ESTRATTO DEL TESTO:
-*-
La Finanziaria fa vittime anche nel mondo dell’istruzione, e prevede il taglio di 600 mila euro di fondi regionali alle scuole primarie paritarieLe scuole paritarie sono scuole non statali, pubbliche o private, che hanno richiesto e ottenuto dagli uffici scolastici regionali la ‘parità’ rispetto alle controparti statali, e come queste possono rilasciare titoli di studio. Frequentare una scuola paritaria significa anche assolvere all’obbligo di istruzione.

Le associazioni di categoria lanciano l’allarme: a rischio le iscrizioni, i posti di lavoro del personale scolastico e le scuole stesse, in controtendenza con il resto d’Italia e d’Europa.

“La Regione ha competenze in materia di pubblica istruzione, ma evidentemente in nome del risparmio della finanza pubblica non intende esercitare queste competenze”, fa presente Dario Cangialosi, presidente di Fism Sicilia (Federazione italiana scuole materne). Alla notizia del nuovo trattamento economico che sarebbe riservato al comparto, la Fism ha reagito con amarezza: “Apprendendo che il taglio più sostanzioso riguarda le scuole primarie paritarie convenzionate con la Regione – dice Cangialosi – ci accorgiamo che c’è un certo ‘raffreddamento’ su alcuni temi. Intanto, più volte l’Unione europea ci ha richiamati: dobbiamo permettere alle famiglie di scegliere dove mandare a scuola i figli. Ma così non è – prosegue – perché si paga due volte fra tasse e retta, quindi la scelta ricade forzatamente sulla soluzione più economica. A questo prosegue si aggiunge il fatto che ovviamente le scuole devono coprire i costi, quindi il prezzo della retta diventa ben più penalizzante”. Prima dei tagli le scuole primarie paritarie in Sicilia beneficiavano di 4 milioni 500mila euro, che così verrebbero quindi scalati a 3 milioni 900mila.

A pagare il prezzo più alto sarebbero le famiglie siciliane. Secondo la Fism, in Sicilia le scuole cattoliche paritarie sono 485, con circa 40mila alunni; solo a Palermo, la Fism comprende 150 scuole. “Per compensare le perdite, le scuole sono costrette o ad aumentare le rette o a chiudere – dice Cangialosi –. Nel giro di un decennio si sono ridotti di almeno della metà gli istituti che vanno dalla scuola primaria a quella superiore, e non parliamo di diplomifici ma di scuole serie e regolari. Preferiscono chiudere, a fronte di interventi economici impossibili, perché non accettano i compromessi che danneggerebbero la qualità del servizio”. Coi tagli del ddl di stabilità, verrebbe meno il supporto economico utile a gestire un sistema di per sé già penalizzato: Fism calcola che le scuole primarie convenzionate siciliane ricevono 9mila euro per ciascuna classe, cioè circa la metà di quanto ricevuto dalle altre regioni. “Quando chiuderanno tutti, cosa faranno le regioni per i 40mila utenti totali tra scuola dell’obbligo e non? Quanti soldi dovrà trovare anziché ridurre i fondi?”, chiede Cangialosi.
-*-
VOCI:
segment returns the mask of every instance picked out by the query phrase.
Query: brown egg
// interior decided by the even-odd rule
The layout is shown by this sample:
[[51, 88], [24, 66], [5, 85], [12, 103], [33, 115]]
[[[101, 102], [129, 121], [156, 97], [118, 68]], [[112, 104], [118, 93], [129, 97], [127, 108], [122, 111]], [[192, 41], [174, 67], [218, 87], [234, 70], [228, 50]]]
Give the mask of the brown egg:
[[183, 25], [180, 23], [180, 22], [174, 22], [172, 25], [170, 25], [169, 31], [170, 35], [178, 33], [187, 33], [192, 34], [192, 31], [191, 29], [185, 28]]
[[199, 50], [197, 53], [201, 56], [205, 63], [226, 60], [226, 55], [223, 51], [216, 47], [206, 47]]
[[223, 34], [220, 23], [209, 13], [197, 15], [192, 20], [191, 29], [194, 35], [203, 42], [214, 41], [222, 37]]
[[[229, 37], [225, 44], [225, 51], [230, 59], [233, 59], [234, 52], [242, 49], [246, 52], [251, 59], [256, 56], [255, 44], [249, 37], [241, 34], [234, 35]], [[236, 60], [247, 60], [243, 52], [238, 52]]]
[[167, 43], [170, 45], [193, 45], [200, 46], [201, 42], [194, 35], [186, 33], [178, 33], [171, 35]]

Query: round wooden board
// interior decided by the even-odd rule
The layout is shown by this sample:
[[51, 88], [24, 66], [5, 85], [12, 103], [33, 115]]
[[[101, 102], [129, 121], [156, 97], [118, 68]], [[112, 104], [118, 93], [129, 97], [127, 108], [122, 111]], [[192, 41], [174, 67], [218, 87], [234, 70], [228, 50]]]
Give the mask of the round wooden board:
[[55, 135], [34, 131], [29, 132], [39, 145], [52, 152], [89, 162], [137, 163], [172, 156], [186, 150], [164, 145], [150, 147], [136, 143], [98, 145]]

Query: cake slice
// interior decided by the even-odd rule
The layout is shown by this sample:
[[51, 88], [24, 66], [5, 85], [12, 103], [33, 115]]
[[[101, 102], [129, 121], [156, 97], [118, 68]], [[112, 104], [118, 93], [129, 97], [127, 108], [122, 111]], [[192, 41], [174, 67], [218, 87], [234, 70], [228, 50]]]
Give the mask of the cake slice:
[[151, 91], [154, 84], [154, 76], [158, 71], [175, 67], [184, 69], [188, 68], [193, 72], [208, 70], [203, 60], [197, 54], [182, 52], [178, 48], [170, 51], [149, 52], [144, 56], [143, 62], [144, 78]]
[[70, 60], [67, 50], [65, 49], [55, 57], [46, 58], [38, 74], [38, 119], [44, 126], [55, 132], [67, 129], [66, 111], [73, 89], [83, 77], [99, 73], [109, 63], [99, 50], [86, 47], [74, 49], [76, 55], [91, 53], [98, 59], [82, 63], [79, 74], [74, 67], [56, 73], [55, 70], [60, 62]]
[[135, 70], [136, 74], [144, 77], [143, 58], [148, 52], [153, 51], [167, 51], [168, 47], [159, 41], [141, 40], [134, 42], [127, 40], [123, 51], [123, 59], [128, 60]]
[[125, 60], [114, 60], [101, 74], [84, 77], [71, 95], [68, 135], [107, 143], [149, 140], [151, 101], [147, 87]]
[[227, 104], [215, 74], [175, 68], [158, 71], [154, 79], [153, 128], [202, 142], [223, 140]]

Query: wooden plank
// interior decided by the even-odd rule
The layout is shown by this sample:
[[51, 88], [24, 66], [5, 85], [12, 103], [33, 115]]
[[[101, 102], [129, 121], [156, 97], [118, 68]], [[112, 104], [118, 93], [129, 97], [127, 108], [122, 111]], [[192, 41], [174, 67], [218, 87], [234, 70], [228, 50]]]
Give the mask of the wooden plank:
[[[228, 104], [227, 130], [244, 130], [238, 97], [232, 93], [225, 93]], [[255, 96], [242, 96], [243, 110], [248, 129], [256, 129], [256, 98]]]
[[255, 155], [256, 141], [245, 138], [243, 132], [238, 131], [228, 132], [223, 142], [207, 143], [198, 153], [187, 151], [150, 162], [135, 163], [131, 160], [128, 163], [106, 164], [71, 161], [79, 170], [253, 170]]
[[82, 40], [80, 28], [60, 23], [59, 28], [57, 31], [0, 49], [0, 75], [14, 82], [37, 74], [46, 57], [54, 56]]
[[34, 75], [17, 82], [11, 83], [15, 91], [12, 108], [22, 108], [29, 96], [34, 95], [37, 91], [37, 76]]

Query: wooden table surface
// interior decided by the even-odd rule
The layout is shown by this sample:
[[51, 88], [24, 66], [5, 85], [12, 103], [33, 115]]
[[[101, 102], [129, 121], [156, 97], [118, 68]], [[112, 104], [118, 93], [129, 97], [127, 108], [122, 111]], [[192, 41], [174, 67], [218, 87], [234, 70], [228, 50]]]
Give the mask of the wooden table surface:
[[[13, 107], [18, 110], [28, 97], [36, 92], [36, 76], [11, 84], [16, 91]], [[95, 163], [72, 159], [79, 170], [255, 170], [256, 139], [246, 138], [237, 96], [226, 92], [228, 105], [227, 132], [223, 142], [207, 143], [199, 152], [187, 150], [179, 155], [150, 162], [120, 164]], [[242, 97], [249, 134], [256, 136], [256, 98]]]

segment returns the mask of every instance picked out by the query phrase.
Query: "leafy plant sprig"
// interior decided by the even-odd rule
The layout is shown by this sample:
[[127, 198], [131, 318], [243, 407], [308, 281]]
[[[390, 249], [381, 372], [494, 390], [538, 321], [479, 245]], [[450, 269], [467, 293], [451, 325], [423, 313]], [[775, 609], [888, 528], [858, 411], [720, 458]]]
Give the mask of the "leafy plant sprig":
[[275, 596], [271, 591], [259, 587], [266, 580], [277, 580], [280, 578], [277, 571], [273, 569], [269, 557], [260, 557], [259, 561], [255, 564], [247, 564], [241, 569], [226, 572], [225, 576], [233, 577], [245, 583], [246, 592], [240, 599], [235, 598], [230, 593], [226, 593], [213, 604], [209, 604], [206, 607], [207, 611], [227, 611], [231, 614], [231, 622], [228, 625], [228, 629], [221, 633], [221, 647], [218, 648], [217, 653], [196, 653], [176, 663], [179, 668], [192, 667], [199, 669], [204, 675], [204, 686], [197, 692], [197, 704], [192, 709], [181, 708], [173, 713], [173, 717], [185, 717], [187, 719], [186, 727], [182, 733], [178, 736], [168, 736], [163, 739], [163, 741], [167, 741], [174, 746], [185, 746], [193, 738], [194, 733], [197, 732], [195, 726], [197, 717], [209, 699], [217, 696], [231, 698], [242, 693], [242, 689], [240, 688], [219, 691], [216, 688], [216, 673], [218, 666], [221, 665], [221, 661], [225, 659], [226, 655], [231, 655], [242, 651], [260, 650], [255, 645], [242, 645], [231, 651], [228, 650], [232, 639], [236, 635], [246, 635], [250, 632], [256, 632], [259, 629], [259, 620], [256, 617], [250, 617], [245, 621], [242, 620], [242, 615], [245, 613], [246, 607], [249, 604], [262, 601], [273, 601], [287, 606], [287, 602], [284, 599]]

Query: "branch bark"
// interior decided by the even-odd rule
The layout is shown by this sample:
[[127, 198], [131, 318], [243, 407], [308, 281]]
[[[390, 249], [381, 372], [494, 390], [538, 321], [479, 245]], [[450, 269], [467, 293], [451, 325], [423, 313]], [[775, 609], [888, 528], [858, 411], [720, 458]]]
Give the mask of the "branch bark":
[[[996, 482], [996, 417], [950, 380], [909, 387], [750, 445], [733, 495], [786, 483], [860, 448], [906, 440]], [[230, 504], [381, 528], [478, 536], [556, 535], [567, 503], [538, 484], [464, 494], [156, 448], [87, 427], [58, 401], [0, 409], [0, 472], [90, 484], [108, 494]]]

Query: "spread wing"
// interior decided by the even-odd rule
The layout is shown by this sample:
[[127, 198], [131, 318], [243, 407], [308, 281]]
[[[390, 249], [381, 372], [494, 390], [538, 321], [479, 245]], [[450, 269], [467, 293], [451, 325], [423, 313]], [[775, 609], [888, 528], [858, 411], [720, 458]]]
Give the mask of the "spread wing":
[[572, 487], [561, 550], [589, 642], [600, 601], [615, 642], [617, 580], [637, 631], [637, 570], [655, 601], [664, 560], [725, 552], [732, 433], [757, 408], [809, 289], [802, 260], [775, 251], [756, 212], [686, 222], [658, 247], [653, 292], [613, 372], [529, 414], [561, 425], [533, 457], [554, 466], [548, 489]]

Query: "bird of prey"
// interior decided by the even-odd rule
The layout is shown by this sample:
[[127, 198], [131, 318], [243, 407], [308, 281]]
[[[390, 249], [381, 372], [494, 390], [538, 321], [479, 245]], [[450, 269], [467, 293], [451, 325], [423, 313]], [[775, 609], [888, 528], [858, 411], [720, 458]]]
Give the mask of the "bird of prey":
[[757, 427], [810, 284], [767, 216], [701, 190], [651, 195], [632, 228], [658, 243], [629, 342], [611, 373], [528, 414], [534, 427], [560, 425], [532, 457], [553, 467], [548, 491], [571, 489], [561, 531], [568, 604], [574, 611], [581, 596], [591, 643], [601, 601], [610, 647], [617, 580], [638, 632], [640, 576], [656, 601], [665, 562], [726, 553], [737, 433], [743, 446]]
-*-
LAVORO RICHIESTO:
Prosegui l'articolo sui tagli ai fondi regionali per le scuole paritarie siciliane, ripartendo subito dopo la sua ultima frase.

RISPOSTA:
La scuola è istruzione, ma anche lavoro: oltre agli alunni e alle loro famiglie, la riduzione del fondo interesserebbe anche i 5.000 addetti, tra personale docente e non docente, coinvolti nel sistema delle scuole primarie paritarie convenzionate. “Il timore della federazione è rivolto sia alla perdita degli iscritti, sia al pericolo di lasciare a casa dei lavoratori – affermano Cangialosi e Giuseppe Russo, presidente provinciale Fism Palermo –. La chiusura delle scuole comporterebbe la disoccupazione per migliaia di persone, ma anche un inevitabile abbassamento della qualità di servizi che offriamo, come la formazione di gestori e insegnanti”.

La federazione lamenta una cattiva gestione della scuola a tutti i livelli istituzionali siciliani. C’erano molte aspettative, ad esempio, nei confronti del cosiddetto ‘sistema integrato 0-6 anni’: “Un decreto legislativo prevede che lo Stato stanzi le risorse e le trasferisca ai Comuni – spiega Russo – per potenziare i servizi educativi e le scuole per l’infanzia. Ancora, dopo un anno, in molti Comuni della Sicilia addirittura se ne sconosce l’esistenza. È per un insieme di motivi – prosegue – che la Sicilia ha il 7% di posti disponibili per la scuola d’infanzia ogni 100 bambini, contro il 33% fissato dall’Ue come obiettivo degli Stati membri. Obbiettivo che doveva essere raggiunto prima entro il 2010, ma eravamo ben lontani, e che poi è stato rinnovato per il 2020, ma non ci si arriverà ugualmente”.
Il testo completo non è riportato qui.